Copy every line of the records below word for word, leaving out the pictures.

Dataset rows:
►
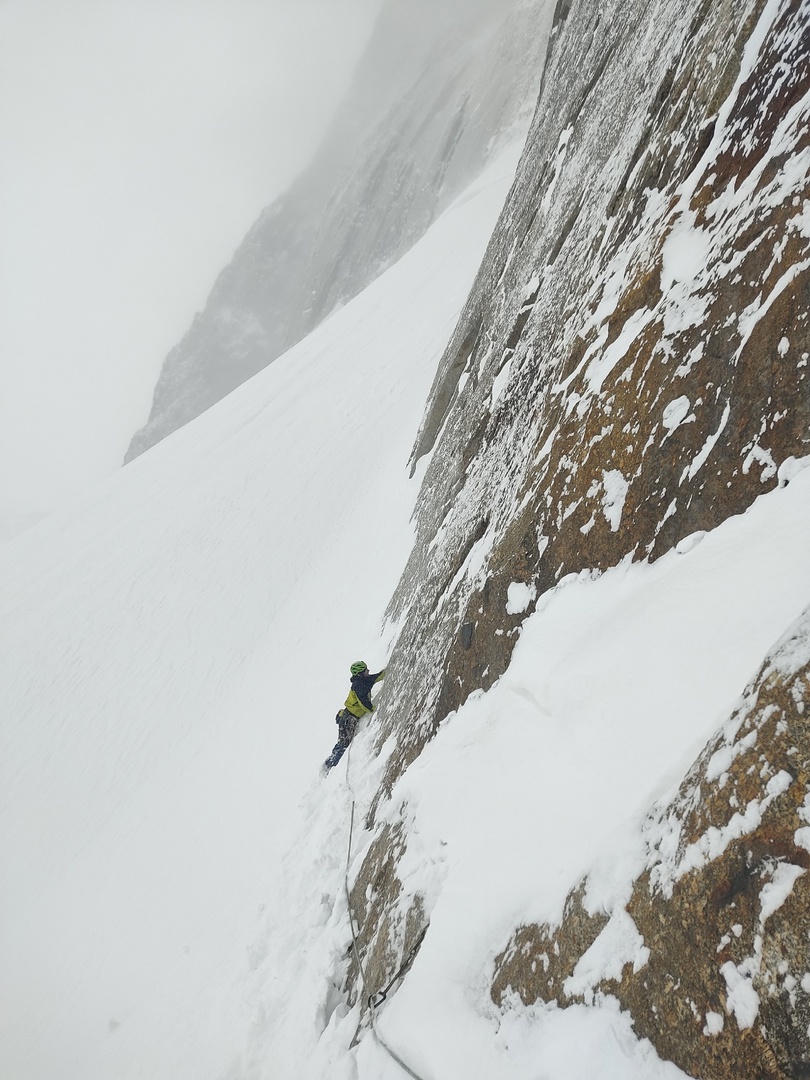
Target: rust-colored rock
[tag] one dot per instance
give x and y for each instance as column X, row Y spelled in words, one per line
column 724, row 912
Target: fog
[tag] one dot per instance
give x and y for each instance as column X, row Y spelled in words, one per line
column 139, row 140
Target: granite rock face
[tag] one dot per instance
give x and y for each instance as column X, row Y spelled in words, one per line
column 441, row 90
column 631, row 367
column 717, row 972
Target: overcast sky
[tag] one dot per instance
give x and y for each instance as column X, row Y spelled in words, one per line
column 138, row 142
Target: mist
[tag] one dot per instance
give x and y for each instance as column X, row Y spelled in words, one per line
column 139, row 144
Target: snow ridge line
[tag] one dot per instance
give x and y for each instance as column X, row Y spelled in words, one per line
column 361, row 969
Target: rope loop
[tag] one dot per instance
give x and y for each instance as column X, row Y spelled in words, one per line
column 373, row 1000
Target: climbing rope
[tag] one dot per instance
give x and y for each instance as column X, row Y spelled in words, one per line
column 372, row 1000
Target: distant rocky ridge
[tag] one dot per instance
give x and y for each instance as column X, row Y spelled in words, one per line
column 631, row 367
column 441, row 89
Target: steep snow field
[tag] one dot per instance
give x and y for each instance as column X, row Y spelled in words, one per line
column 613, row 688
column 174, row 651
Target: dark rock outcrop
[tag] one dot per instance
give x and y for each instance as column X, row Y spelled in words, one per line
column 720, row 977
column 630, row 368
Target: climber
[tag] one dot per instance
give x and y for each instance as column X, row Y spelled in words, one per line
column 358, row 704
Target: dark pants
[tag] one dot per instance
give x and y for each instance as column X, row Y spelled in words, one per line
column 347, row 726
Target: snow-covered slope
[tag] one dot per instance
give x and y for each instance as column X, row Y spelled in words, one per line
column 442, row 88
column 174, row 651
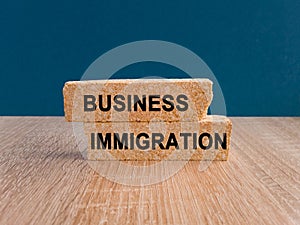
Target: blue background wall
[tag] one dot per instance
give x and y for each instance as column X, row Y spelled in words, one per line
◄
▶ **The reply**:
Target: rust-colored rock
[tag] one dot per instance
give x and y for each instance as column X, row Y spelled in words, one per line
column 724, row 912
Target: fog
[tag] one dot per instance
give x and y for each instance as column X, row Y spelled in words, one per line
column 139, row 140
Target: granite rock face
[tag] one dot per instance
give x and y for each instance as column X, row Y spelled in words, one per line
column 441, row 90
column 631, row 367
column 717, row 972
Target: overcast sky
[tag] one dot per instance
give x and y for each instance as column X, row Y spelled in words, one per line
column 138, row 142
Target: mist
[tag] one dot per instance
give x and y for each instance as column X, row Y spelled in words, one per line
column 139, row 144
Target: snow ridge line
[tag] one dot per instance
give x and y for each instance as column X, row Y spelled in words, one per line
column 361, row 969
Target: rope loop
[tag] one dot per instance
give x and y for each instance as column X, row Y spelled in words, one per line
column 373, row 1000
Target: climbing rope
[tag] one dot per instance
give x and y for each instance as column X, row Y spelled in words, one per line
column 372, row 1000
Target: distant rocky ridge
[tag] one dot per instance
give x and y for each instance as column X, row Y spelled in words, one per line
column 631, row 367
column 441, row 89
Target: steep snow field
[tag] one dot per instance
give x and y for each instance as column X, row Y spelled in words, one per line
column 613, row 688
column 174, row 651
Target: dark rock outcrop
[tag] one dot per instance
give x and y for each instance as column X, row Y spelled in words, one per line
column 720, row 977
column 630, row 368
Target: climber
[tag] one dot per instance
give x and y for each instance as column X, row Y spelled in words, one per line
column 358, row 704
Target: dark pants
[tag] one dot per instance
give x and y for each instance as column X, row Y spelled in words, one per line
column 347, row 726
Target: snow-covered slope
[tag] one dot per instance
give x and y for each instance as column X, row Y spelled in words, one per line
column 442, row 88
column 174, row 651
Target: blue background wall
[tag] one dot per instance
give x and y for each instance as column X, row Y spelled in words, one per line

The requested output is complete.